Point localization data

====================

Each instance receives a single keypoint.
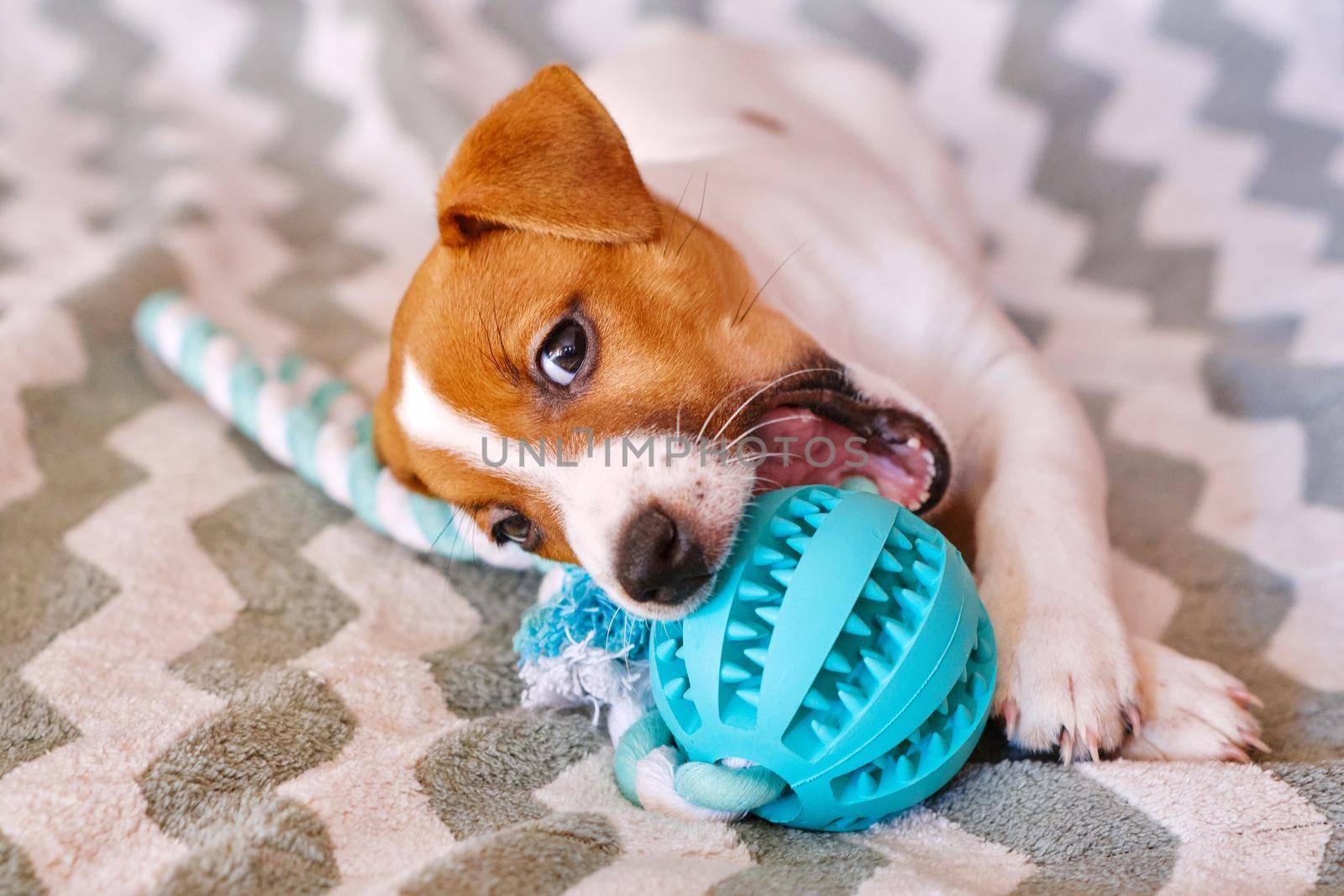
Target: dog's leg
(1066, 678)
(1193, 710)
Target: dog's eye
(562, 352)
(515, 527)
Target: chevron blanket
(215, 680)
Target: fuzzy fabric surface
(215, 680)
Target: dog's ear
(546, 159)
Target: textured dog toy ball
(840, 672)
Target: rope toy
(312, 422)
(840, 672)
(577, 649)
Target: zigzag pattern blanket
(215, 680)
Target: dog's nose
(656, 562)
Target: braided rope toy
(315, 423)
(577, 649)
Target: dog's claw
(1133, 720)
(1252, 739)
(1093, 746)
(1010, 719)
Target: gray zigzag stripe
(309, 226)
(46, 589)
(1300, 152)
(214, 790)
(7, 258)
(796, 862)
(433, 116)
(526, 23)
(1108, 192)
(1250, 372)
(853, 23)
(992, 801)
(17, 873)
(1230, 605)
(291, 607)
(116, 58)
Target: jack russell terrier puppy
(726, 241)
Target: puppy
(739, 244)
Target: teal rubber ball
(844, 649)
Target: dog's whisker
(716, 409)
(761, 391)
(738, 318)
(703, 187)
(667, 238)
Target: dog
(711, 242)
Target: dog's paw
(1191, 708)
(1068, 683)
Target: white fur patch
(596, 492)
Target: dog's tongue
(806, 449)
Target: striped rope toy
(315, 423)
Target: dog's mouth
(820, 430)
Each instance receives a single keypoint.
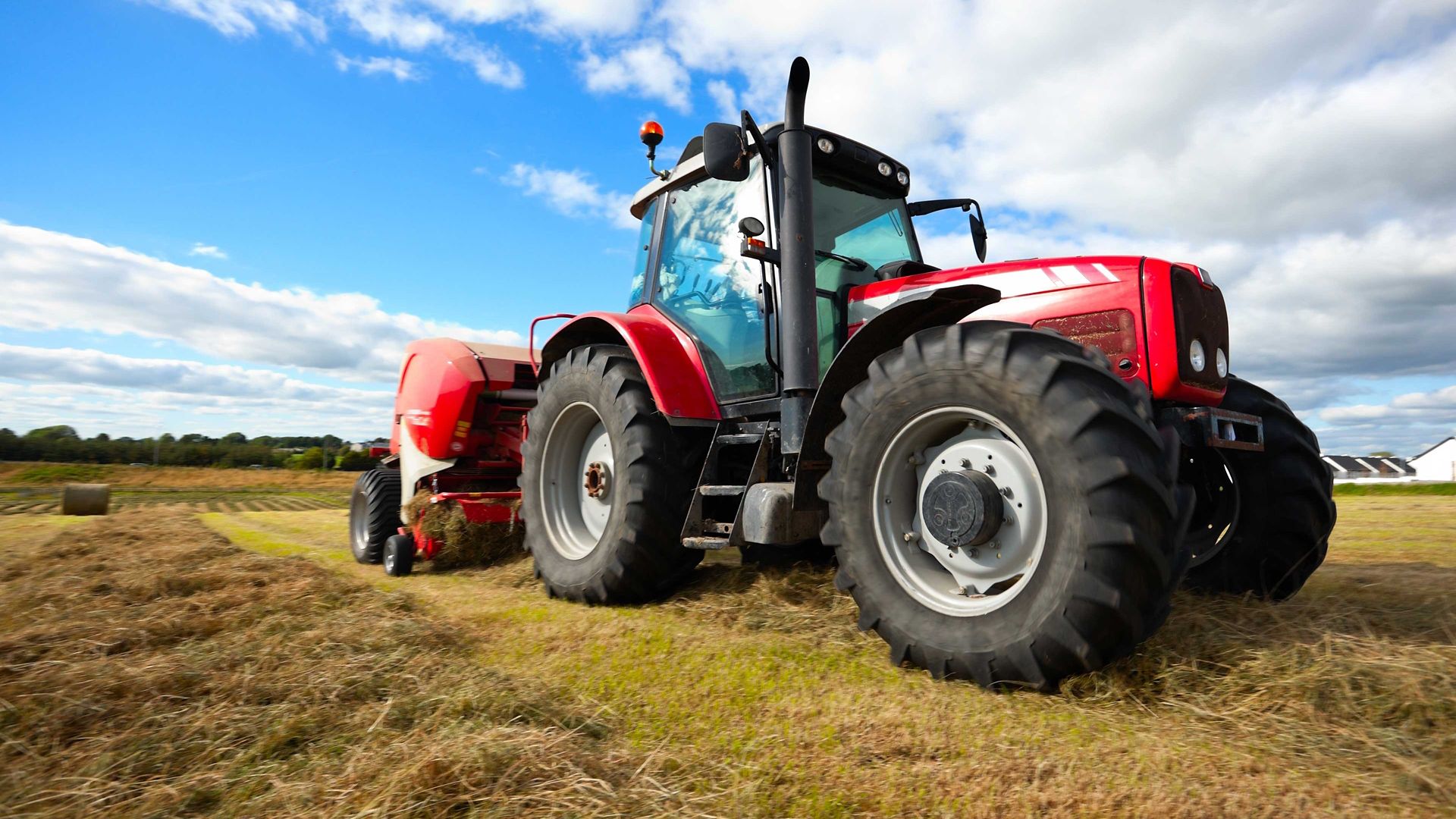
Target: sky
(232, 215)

====================

Beginning with the line holding "Target: puppy", copy each line exactly through the end of the records above, and leave every picture out.

Target: puppy
(739, 244)
Target: teal rubber ball
(844, 649)
Target: dog's whisker
(716, 409)
(761, 391)
(738, 318)
(703, 187)
(667, 238)
Target: dog
(711, 242)
Target: dog's paw
(1191, 708)
(1068, 683)
Target: white fur patch
(596, 492)
Target: dog's tongue
(806, 449)
Target: striped rope toy
(315, 423)
Target: dog's mouth
(820, 430)
Each instance receives a single keypoint.
Target: sky
(232, 215)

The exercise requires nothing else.